___ PROVIDED INFORMATION ___

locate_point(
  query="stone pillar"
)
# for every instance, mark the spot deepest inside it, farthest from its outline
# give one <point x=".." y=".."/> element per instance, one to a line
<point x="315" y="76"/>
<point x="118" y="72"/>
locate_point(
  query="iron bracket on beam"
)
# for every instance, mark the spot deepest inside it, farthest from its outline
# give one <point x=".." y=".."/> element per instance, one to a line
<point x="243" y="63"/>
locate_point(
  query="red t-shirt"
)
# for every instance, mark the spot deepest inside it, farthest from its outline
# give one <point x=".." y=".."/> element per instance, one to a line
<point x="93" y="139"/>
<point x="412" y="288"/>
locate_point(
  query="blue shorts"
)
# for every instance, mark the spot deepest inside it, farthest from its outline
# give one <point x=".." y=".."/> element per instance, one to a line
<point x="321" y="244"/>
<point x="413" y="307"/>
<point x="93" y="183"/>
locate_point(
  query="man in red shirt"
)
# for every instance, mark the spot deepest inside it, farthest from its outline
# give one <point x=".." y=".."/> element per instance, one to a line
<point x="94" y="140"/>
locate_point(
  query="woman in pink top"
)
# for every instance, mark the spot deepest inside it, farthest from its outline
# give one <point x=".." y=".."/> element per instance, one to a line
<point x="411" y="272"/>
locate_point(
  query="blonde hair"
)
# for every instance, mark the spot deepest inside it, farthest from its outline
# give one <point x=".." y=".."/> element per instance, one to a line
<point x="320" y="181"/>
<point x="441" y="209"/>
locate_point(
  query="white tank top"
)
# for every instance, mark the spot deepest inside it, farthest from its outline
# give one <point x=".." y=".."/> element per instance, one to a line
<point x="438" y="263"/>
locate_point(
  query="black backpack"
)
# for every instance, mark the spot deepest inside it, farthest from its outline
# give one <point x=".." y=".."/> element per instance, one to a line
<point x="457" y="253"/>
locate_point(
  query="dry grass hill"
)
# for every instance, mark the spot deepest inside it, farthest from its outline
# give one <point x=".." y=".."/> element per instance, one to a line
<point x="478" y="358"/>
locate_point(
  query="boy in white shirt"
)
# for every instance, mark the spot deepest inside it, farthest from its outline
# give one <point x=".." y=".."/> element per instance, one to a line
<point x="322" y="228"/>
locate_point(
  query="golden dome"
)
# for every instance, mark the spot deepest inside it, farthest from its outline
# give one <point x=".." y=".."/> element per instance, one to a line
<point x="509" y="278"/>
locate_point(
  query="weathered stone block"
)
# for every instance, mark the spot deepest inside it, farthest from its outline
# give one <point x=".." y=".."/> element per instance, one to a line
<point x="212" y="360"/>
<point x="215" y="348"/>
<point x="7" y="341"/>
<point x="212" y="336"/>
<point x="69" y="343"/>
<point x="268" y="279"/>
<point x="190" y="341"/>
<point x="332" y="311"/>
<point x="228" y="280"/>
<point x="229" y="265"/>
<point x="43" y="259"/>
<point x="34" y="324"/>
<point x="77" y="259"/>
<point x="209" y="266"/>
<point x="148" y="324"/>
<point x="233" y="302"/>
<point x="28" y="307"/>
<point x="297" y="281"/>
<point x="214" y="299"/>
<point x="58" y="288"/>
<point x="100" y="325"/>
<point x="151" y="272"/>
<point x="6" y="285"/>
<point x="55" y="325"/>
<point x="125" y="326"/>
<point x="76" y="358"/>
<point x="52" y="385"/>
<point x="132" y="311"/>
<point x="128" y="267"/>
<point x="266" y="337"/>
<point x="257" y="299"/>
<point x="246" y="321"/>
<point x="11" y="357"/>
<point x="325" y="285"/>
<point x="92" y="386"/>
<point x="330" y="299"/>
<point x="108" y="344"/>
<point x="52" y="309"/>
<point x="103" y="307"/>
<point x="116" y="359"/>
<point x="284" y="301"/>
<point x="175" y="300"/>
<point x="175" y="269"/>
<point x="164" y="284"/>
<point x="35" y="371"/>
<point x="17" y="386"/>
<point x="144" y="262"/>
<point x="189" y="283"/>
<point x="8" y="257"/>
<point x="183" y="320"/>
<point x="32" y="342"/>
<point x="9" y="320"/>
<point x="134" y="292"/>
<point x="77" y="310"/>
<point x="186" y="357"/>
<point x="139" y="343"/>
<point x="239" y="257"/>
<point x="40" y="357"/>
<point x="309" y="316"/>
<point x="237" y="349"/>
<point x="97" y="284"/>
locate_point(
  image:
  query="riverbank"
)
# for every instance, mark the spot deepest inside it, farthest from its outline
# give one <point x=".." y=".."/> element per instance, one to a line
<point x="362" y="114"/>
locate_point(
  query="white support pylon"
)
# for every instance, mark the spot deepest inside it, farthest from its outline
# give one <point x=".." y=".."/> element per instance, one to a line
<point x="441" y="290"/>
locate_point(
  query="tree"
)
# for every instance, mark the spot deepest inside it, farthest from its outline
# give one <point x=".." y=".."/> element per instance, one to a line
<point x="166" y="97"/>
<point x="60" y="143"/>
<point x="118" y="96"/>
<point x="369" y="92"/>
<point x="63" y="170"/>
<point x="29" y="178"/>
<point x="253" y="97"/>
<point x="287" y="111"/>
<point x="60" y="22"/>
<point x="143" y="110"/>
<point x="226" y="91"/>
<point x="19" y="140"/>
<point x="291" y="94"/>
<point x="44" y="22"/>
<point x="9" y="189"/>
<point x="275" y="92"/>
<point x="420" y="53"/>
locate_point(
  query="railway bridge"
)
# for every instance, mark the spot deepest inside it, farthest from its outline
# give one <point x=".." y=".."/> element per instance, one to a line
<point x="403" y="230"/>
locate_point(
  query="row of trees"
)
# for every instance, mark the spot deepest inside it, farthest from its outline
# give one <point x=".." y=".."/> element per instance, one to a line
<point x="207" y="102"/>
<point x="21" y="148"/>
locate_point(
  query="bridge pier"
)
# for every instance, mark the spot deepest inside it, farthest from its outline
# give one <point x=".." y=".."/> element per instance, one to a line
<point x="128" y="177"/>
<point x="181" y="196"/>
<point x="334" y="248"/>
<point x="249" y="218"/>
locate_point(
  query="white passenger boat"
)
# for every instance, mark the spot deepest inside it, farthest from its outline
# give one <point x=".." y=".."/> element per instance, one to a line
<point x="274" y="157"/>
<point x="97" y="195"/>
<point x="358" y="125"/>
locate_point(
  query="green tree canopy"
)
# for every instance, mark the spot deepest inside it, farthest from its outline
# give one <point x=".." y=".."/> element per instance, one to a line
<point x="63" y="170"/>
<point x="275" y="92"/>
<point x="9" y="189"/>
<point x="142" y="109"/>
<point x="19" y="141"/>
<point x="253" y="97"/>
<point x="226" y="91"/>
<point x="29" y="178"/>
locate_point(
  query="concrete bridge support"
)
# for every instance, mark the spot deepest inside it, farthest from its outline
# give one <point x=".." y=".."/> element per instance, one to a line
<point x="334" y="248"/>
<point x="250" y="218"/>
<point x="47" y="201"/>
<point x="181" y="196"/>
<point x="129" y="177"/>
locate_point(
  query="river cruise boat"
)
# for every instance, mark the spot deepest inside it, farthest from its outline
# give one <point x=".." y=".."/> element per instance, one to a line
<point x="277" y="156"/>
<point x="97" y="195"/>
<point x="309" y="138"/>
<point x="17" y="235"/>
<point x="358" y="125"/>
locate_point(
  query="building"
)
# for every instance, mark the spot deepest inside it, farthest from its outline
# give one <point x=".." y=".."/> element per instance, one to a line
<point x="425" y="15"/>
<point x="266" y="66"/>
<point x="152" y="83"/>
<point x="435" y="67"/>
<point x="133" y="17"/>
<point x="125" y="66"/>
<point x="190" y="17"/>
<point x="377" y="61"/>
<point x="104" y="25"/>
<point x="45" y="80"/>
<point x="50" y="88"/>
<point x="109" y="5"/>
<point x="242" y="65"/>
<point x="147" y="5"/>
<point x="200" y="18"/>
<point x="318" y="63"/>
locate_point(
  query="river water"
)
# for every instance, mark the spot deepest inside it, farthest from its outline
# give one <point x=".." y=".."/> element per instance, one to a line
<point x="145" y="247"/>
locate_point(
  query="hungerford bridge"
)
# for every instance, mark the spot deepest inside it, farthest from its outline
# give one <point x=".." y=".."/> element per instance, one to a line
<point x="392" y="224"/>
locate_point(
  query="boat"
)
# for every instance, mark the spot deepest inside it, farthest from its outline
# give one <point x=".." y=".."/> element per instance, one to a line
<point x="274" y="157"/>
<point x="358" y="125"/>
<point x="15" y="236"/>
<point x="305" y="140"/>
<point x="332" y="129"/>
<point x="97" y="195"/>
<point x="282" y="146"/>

___
___ PROVIDED INFORMATION ___

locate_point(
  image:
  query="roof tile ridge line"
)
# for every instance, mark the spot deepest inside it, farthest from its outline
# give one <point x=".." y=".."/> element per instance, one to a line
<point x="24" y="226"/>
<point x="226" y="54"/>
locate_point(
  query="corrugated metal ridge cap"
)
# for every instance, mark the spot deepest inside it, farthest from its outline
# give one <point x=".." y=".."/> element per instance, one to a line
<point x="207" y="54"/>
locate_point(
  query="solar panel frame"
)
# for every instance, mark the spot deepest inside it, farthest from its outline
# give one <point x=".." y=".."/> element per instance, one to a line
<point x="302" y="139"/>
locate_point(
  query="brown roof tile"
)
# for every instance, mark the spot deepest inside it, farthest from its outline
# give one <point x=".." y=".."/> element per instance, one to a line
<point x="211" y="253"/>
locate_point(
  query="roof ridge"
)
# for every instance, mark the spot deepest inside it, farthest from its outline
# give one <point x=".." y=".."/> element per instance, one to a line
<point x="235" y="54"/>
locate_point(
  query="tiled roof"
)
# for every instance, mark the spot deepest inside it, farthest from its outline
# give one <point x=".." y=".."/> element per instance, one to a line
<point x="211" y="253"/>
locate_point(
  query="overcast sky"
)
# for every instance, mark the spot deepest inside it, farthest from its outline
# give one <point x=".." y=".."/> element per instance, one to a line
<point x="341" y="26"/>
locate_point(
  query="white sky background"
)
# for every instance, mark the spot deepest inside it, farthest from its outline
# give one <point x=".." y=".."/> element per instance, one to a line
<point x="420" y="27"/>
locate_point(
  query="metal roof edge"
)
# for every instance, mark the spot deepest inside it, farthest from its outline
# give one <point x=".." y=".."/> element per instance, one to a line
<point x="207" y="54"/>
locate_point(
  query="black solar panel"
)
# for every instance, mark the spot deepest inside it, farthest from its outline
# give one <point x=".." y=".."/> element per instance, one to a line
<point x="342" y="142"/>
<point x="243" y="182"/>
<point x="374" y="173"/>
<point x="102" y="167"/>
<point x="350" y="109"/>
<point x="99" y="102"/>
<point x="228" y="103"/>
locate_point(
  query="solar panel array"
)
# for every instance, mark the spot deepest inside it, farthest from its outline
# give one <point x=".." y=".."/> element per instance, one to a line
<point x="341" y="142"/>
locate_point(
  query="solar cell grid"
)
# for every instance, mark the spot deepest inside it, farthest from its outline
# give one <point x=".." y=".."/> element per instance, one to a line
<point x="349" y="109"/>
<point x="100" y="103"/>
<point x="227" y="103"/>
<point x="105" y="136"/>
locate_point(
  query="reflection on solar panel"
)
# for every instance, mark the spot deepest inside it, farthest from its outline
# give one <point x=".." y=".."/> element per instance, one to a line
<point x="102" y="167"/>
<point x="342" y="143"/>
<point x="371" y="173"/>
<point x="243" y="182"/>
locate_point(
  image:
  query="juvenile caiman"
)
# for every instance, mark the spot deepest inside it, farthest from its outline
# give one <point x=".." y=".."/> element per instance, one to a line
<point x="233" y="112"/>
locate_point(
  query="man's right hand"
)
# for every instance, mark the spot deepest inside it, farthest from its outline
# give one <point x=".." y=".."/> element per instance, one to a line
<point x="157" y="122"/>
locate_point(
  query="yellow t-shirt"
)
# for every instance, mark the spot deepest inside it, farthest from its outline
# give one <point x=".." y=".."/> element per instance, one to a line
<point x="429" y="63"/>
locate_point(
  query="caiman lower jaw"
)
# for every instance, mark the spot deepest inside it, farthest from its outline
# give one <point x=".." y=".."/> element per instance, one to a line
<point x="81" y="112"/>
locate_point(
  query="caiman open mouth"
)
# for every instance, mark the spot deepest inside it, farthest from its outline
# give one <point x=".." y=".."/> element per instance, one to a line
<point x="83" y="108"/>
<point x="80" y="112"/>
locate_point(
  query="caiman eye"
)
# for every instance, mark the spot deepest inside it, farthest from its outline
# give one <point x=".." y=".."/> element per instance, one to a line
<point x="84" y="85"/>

___
___ PROVIDED INFORMATION ___

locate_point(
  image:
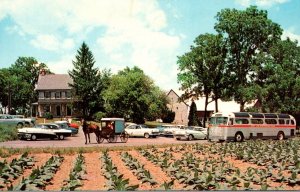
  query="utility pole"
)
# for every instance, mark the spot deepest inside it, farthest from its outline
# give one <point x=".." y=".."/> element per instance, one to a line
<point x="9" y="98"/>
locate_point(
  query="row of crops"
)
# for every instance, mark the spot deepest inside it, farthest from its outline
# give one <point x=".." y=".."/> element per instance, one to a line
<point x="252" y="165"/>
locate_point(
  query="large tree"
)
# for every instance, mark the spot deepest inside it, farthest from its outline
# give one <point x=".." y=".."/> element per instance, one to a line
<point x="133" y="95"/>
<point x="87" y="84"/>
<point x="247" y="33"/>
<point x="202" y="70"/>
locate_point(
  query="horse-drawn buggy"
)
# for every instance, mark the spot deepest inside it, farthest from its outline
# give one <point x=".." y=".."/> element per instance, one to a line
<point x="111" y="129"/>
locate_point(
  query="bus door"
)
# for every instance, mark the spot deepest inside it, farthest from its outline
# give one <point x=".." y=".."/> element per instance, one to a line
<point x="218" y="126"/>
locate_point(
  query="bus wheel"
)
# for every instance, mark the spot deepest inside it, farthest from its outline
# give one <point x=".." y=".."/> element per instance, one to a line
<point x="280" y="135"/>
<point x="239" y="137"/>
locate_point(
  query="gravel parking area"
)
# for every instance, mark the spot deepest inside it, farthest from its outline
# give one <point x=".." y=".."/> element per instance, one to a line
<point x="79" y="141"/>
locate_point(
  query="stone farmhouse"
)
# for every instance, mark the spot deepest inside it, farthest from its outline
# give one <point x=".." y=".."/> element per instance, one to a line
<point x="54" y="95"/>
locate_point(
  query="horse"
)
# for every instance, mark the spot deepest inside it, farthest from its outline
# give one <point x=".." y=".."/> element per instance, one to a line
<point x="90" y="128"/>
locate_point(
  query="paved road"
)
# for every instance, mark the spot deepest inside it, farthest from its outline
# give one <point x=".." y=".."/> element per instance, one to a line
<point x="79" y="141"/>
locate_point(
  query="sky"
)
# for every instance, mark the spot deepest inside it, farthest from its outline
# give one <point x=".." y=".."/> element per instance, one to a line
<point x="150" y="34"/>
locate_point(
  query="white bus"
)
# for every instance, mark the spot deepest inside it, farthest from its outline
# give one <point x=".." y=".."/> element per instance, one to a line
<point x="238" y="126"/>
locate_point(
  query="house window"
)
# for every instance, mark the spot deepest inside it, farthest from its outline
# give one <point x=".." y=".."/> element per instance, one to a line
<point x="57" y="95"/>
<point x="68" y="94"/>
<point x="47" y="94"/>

___

◆ WHAT YOU NEED TO DO:
Go through the data above, pick out each line that contains the word "white", and copy those lines.

◆ COMPLETE OUTPUT:
  query="white tank top"
  query="boy in white shirt"
  query="white support pylon"
  query="white passenger boat"
  query="white sky background"
  query="white bus"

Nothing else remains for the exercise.